** Begin Data extract **
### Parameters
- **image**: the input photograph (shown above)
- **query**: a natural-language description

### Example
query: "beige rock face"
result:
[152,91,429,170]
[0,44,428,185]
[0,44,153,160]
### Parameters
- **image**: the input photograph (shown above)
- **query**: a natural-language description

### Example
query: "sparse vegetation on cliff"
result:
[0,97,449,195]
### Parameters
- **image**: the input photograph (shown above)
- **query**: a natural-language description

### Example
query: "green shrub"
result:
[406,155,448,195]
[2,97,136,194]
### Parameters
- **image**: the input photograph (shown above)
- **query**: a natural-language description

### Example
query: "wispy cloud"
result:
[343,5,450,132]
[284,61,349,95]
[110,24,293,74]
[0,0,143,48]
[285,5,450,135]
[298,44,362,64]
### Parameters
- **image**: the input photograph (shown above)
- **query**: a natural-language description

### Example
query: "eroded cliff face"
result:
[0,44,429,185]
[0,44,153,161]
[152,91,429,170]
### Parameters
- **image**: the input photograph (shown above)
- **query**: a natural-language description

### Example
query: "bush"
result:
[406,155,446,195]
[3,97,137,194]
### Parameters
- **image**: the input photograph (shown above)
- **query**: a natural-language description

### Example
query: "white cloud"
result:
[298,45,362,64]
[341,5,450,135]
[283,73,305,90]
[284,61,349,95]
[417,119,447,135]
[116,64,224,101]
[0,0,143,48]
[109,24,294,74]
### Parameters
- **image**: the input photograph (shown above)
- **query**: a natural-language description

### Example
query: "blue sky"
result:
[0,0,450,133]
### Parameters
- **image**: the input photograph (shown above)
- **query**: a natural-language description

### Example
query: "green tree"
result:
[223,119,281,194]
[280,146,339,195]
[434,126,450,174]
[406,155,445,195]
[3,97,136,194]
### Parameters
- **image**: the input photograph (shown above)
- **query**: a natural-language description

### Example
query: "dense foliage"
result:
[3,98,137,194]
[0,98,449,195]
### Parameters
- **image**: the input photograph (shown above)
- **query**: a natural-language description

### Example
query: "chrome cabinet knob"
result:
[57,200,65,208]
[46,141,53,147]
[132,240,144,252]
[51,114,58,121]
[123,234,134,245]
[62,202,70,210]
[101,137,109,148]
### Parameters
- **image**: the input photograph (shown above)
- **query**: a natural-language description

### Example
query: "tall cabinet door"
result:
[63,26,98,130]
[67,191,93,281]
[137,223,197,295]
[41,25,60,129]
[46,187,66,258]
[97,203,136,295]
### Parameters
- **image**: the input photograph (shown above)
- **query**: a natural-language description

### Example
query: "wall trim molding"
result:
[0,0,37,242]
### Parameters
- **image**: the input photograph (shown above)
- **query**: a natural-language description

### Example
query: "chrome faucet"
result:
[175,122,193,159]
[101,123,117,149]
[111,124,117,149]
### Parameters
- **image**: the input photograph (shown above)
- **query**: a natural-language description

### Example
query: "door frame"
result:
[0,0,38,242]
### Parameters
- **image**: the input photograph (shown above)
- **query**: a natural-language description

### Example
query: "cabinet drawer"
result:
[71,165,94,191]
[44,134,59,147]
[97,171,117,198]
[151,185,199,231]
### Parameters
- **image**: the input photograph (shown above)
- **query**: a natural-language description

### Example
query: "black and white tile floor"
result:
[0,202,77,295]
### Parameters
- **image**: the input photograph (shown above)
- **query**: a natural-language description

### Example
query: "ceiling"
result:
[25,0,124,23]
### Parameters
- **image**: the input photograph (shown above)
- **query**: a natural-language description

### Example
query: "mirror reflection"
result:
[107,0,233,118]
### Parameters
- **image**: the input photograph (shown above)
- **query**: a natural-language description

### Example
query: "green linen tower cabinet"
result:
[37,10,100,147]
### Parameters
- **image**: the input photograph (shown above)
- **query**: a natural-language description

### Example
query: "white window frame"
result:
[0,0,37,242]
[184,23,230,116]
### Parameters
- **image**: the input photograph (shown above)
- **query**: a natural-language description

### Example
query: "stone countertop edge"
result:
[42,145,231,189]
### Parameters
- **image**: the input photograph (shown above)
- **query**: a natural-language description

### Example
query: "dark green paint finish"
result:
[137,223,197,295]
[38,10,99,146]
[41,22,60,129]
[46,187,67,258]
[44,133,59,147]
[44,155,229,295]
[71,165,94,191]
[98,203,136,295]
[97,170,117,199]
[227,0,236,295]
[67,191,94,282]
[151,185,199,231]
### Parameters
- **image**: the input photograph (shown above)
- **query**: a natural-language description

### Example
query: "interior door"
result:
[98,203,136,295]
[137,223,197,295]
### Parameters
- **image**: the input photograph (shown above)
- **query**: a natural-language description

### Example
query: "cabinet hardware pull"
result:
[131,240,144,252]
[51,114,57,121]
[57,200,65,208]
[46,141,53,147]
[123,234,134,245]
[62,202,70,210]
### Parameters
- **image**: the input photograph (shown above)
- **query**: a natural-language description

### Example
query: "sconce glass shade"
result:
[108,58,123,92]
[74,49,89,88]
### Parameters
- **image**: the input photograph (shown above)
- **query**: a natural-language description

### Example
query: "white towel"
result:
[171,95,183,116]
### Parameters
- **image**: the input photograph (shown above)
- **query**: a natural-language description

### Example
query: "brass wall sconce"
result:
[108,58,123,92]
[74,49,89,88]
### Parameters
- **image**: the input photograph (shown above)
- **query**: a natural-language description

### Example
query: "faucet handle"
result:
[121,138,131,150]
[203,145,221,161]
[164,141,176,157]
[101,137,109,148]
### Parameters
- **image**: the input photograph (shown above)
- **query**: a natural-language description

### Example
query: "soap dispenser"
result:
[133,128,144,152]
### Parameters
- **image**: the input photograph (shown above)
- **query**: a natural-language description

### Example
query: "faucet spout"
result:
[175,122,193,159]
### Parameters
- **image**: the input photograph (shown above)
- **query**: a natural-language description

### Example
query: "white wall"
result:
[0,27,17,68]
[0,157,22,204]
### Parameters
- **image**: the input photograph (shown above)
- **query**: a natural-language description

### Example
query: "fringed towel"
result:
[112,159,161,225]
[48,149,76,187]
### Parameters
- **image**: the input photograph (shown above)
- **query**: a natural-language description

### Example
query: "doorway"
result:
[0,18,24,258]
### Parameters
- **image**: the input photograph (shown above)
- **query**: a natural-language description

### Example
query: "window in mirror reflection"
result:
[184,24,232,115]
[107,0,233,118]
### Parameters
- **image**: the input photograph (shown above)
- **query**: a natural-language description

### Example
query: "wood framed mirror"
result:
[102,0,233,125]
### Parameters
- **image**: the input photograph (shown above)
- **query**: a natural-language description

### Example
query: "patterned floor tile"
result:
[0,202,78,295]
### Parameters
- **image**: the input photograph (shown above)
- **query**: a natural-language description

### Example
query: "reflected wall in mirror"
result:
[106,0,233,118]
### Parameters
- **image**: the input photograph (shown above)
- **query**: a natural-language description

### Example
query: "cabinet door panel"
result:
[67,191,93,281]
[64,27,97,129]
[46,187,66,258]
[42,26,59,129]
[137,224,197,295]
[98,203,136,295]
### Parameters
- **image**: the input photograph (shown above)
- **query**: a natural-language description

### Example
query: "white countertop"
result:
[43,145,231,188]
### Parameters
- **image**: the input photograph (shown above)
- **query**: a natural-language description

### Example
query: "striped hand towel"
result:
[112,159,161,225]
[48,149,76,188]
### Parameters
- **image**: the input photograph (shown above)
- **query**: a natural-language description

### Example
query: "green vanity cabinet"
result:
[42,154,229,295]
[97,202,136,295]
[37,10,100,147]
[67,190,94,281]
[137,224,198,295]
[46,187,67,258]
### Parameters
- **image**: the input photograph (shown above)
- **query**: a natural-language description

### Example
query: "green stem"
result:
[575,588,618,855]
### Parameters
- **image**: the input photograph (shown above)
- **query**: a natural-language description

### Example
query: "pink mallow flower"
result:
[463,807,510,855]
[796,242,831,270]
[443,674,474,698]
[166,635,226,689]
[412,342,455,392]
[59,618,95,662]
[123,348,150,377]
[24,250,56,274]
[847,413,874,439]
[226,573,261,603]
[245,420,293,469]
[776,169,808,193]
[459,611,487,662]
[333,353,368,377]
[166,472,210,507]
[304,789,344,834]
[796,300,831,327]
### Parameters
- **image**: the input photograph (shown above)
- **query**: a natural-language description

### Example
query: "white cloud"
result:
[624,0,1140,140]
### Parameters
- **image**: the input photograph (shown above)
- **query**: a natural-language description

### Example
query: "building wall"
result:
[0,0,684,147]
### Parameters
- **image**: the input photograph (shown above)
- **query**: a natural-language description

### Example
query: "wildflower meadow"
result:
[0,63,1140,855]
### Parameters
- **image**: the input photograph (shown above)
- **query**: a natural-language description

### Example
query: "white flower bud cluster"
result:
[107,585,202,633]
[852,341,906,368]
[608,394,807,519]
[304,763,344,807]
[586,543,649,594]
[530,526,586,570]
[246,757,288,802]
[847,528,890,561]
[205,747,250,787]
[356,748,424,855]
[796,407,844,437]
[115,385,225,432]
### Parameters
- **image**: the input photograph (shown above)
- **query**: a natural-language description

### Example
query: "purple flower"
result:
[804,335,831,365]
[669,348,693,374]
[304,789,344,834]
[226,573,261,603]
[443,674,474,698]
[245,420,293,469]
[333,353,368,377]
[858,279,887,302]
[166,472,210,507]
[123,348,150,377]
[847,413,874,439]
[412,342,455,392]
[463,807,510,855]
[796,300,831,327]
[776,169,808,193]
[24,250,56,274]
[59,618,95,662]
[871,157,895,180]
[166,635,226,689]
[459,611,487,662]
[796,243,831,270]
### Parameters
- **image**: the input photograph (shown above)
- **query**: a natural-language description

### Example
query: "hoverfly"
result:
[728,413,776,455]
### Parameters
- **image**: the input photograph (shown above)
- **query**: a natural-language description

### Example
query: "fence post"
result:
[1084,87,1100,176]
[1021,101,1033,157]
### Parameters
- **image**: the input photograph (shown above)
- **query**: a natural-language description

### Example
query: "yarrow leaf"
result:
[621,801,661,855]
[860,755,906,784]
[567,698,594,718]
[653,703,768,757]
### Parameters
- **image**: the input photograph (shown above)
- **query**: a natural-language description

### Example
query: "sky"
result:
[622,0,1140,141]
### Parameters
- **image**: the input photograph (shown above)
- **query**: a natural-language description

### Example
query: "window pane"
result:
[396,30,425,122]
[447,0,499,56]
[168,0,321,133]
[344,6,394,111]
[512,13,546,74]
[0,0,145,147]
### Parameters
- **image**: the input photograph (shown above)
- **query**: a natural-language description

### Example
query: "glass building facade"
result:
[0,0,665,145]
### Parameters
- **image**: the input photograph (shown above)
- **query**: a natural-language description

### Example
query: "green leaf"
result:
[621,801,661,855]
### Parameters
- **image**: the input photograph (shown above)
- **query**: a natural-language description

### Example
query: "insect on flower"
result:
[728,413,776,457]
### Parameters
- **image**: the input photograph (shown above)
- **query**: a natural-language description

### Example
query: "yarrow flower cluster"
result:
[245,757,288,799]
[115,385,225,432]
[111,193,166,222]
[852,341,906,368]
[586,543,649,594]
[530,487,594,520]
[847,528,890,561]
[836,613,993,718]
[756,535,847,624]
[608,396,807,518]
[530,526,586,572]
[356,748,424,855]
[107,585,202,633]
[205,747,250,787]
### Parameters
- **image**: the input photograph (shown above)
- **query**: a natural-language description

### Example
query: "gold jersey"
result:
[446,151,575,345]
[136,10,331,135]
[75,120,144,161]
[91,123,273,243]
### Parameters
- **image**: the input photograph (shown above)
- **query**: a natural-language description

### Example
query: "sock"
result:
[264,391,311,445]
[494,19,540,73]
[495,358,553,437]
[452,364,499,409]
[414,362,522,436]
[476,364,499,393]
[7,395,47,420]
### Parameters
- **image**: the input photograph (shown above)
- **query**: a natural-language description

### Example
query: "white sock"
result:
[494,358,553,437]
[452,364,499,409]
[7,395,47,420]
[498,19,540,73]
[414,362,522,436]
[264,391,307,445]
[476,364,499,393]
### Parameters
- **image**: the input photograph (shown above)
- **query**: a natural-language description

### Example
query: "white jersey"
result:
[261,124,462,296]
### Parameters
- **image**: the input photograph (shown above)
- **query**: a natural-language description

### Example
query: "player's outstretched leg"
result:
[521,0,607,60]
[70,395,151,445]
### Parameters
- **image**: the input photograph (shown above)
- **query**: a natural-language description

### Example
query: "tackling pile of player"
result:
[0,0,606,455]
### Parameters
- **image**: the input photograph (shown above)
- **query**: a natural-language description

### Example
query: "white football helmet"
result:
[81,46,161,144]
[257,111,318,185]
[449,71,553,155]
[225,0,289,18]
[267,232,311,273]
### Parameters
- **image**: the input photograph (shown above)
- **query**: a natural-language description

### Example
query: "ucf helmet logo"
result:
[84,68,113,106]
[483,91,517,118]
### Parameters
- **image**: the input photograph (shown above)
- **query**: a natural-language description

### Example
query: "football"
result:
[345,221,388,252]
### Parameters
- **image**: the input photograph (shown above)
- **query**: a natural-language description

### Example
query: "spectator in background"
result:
** End Data extract **
**Objective:**
Write out everything from the start of the items down to the line containing "[2,97,136,194]", including that line.

**Task answer:**
### Parameters
- **image**: the input photograph (shown above)
- **query**: a natural-language description

### Example
query: "beige rock face"
result:
[152,91,429,170]
[0,44,428,185]
[0,44,153,160]
### Parameters
- **image**: the input photograph (shown above)
- **query**: a natural-language description

### Example
query: "sparse vegetation on cliff"
result:
[0,97,449,195]
### Parameters
- **image**: the input photograph (shown above)
- **query**: a natural-language description

### Example
query: "green shrub"
result:
[406,155,448,195]
[2,97,136,194]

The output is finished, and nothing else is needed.